### Exercise requirements
Copy out all of the entries below with "Provide the outline" swapped for "Trace the outline" and every other word left as it is. Omit the pictures from your copy.

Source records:

'''

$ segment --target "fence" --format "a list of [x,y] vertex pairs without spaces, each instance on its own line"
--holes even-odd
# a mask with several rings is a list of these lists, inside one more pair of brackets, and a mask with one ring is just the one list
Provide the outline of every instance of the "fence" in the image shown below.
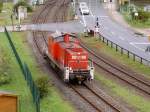
[[38,91],[38,89],[37,89],[37,87],[36,87],[36,85],[35,85],[35,83],[32,79],[32,74],[31,74],[27,64],[22,63],[21,58],[19,57],[19,55],[17,53],[17,50],[16,50],[16,48],[15,48],[15,46],[14,46],[12,40],[11,40],[11,36],[9,35],[6,28],[5,28],[5,34],[6,34],[6,37],[7,37],[8,41],[9,41],[9,44],[10,44],[12,50],[13,50],[13,53],[16,57],[16,60],[19,64],[19,67],[22,71],[22,74],[24,75],[24,78],[27,81],[28,86],[30,87],[30,91],[31,91],[31,94],[32,94],[32,97],[33,97],[33,102],[34,102],[35,107],[36,107],[36,112],[40,112],[40,94],[39,94],[39,91]]
[[115,48],[116,52],[120,51],[120,53],[123,55],[123,54],[127,54],[127,57],[128,58],[132,58],[133,61],[139,61],[141,64],[145,64],[145,65],[148,65],[150,66],[150,61],[149,60],[146,60],[140,56],[138,56],[137,54],[135,53],[132,53],[130,52],[129,50],[119,46],[118,44],[106,39],[105,37],[103,37],[101,34],[99,34],[99,39],[103,42],[103,43],[106,43],[107,46],[110,46],[111,48]]

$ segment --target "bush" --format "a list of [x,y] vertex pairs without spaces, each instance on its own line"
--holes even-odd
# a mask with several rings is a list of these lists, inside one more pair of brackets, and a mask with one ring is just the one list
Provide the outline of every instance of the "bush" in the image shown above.
[[139,16],[137,17],[137,19],[146,22],[148,21],[148,19],[150,18],[150,13],[149,12],[145,12],[145,11],[138,11]]
[[0,85],[8,84],[11,80],[10,75],[5,72],[4,74],[0,74]]
[[3,2],[0,2],[0,12],[2,12],[3,9]]
[[36,81],[37,88],[40,91],[40,98],[47,96],[49,87],[49,78],[46,76],[38,78]]

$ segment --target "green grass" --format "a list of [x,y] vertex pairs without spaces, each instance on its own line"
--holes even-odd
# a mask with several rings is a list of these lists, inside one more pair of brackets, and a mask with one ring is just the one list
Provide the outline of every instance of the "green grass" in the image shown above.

'''

### Response for this exercise
$ segment --target "fence" --format "a list of [x,y] vertex pairs without spaces, each instance on its own line"
--holes even-odd
# a mask with several rings is a list of these lists, inside one more pair of brackets, and a mask with one ring is just the one list
Trace the outline of every instance of the "fence" in the image shown below.
[[38,91],[38,89],[37,89],[37,87],[36,87],[36,85],[35,85],[35,83],[32,79],[32,74],[31,74],[27,64],[22,63],[21,58],[19,57],[19,55],[17,53],[17,50],[16,50],[16,48],[15,48],[15,46],[14,46],[12,40],[11,40],[11,36],[9,35],[6,28],[5,28],[5,34],[6,34],[6,37],[7,37],[8,41],[9,41],[9,44],[10,44],[12,50],[13,50],[13,53],[16,57],[16,60],[19,64],[19,67],[22,71],[22,74],[24,75],[24,78],[27,81],[28,86],[30,87],[30,91],[31,91],[31,94],[32,94],[32,97],[33,97],[33,102],[34,102],[35,107],[36,107],[36,112],[40,112],[40,94],[39,94],[39,91]]
[[115,48],[116,52],[120,51],[120,53],[123,55],[123,54],[127,54],[127,57],[128,58],[132,58],[133,61],[139,61],[141,64],[145,64],[145,65],[148,65],[150,66],[150,61],[149,60],[146,60],[140,56],[138,56],[137,54],[135,53],[132,53],[130,52],[129,50],[119,46],[118,44],[106,39],[105,37],[103,37],[101,34],[99,34],[99,39],[103,42],[103,43],[106,43],[107,46],[110,46],[111,48]]

$ segment --target "bush" --format "a list of [x,y] vertex pairs without spaces, each instance on its own line"
--holes even-odd
# a mask with several rings is a list of these lists, inside one more pair of brackets, and a mask with one ring is just the one list
Trace the outline of every instance of the "bush" in the image shown above.
[[139,16],[137,17],[137,19],[146,22],[148,21],[148,19],[150,18],[150,13],[149,12],[145,12],[145,11],[138,11]]
[[0,85],[8,84],[11,80],[10,75],[5,72],[4,74],[0,74]]
[[3,2],[0,2],[0,12],[2,12],[3,9]]
[[36,81],[37,88],[40,91],[40,98],[47,96],[49,87],[49,78],[46,76],[38,78]]

$ segment --target "green grass" --format "a list of [x,y] vertex pairs without spaces, each instance on its own line"
--holes even-odd
# a mask with several rings is a list of these lists, inside one more pair of brackets, and a mask with one ring is just the one list
Trace the outline of every instance of the "green grass" in the image shown above.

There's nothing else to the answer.